[START]

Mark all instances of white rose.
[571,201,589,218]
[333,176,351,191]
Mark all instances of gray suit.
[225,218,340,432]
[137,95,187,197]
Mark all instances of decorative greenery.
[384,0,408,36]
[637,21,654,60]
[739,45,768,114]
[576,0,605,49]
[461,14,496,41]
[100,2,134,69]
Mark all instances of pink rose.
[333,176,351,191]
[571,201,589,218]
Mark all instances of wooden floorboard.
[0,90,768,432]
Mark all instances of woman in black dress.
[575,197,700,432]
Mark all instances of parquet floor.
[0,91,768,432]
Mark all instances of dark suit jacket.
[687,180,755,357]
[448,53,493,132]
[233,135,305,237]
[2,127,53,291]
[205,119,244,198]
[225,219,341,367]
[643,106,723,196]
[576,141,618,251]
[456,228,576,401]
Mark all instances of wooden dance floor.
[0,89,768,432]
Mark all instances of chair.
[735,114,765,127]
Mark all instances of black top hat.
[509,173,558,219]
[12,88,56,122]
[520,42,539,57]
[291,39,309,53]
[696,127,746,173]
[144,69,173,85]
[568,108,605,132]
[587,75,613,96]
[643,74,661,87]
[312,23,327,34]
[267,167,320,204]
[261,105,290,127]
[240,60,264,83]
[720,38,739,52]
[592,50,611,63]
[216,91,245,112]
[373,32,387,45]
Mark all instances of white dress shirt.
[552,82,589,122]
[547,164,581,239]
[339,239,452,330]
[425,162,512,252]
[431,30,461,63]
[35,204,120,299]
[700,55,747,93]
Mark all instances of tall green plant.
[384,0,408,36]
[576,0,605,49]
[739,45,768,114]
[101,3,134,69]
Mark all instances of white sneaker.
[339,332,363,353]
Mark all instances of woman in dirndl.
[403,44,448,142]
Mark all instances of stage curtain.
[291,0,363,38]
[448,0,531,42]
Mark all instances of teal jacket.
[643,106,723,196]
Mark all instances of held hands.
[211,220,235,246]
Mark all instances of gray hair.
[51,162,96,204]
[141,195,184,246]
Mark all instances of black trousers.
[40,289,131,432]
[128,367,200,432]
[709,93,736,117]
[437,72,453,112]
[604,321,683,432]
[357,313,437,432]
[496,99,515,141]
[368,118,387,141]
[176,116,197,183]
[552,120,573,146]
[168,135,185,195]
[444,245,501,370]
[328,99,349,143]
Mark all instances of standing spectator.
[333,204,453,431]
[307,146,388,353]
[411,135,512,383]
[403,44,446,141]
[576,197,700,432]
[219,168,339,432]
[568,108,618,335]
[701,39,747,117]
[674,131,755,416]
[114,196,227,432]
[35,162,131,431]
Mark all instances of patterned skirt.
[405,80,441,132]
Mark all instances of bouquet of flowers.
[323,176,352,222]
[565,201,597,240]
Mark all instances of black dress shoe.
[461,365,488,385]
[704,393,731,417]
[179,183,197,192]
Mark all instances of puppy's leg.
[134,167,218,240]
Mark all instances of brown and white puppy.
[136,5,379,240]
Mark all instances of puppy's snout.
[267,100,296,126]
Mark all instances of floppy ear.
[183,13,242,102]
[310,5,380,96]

[END]

[Aim of the task] Return all of the entries word for word.

[Complete output]
Mark all instances of white rose.
[571,201,589,218]
[333,176,351,191]
Mark all instances of gray suit.
[225,218,340,432]
[137,95,187,197]
Mark all instances of decorative greenery.
[384,0,408,36]
[637,21,654,60]
[739,45,768,114]
[576,0,605,49]
[461,14,496,41]
[100,2,134,69]
Mark all instances of pink rose.
[333,176,351,191]
[571,201,589,218]
Mark all instances of wooden floorboard.
[0,90,768,432]
Mark all instances of woman in black dress.
[575,197,700,432]
Mark all instances of parquet floor.
[0,91,768,432]
Mark all instances of dark suit jacket.
[687,180,755,357]
[448,53,493,132]
[233,135,305,237]
[2,127,53,291]
[205,119,244,198]
[225,219,341,367]
[643,106,723,196]
[576,141,618,251]
[456,228,576,401]
Mark all instances of wooden dance floor.
[0,89,768,432]
Mark all instances of chair.
[735,114,765,127]
Mark all instances of black top hat.
[509,173,558,219]
[12,88,56,122]
[520,42,539,57]
[291,39,309,53]
[696,127,746,173]
[144,69,173,85]
[568,108,605,132]
[587,75,613,96]
[643,74,661,87]
[312,23,327,34]
[267,167,320,204]
[261,105,290,127]
[240,60,264,83]
[720,38,739,52]
[592,50,611,63]
[216,91,245,112]
[373,32,387,45]
Mark all instances of white dress shirt.
[552,82,589,122]
[547,164,581,239]
[339,239,452,330]
[425,162,512,252]
[431,30,461,63]
[35,204,120,299]
[700,55,747,93]
Mark all instances of tall green plant.
[384,0,408,36]
[576,0,605,49]
[739,45,768,114]
[101,3,134,69]
Mark all instances of white sneaker.
[339,332,363,353]
Mark all instances of woman in dirndl.
[403,44,448,142]
Mark all instances of stage curtain.
[291,0,363,38]
[448,0,531,42]
Mark all instances of teal jacket.
[643,106,723,196]
Mark all instances of held hands.
[211,220,235,246]
Mark all instances of gray hair.
[51,162,96,204]
[141,195,184,246]
Mark all instances of black trousers.
[40,289,131,432]
[128,367,200,432]
[709,93,736,117]
[437,72,453,112]
[604,321,683,432]
[357,313,437,432]
[496,99,515,141]
[368,118,387,141]
[176,116,197,183]
[552,120,573,146]
[168,135,185,195]
[444,245,501,370]
[328,99,349,143]
Mark all instances of standing spectator.
[333,204,453,431]
[307,146,388,353]
[411,135,512,383]
[403,44,446,141]
[576,197,700,432]
[219,168,339,432]
[568,108,618,335]
[701,39,747,117]
[674,131,755,416]
[114,196,227,432]
[35,162,131,431]
Mark all instances of patterned skirt.
[405,80,441,132]
Mark all instances of bouquet of flowers.
[323,176,352,222]
[565,201,597,240]
Mark all instances of black dress shoe.
[461,365,488,385]
[704,393,731,417]
[179,183,197,192]
Mark all instances of puppy's leg.
[134,167,218,240]
Mark all instances of brown and white puppy.
[136,5,379,240]
Mark all instances of puppy's snout.
[267,100,296,126]
Mark all instances of floppy ear.
[183,13,242,102]
[310,5,380,96]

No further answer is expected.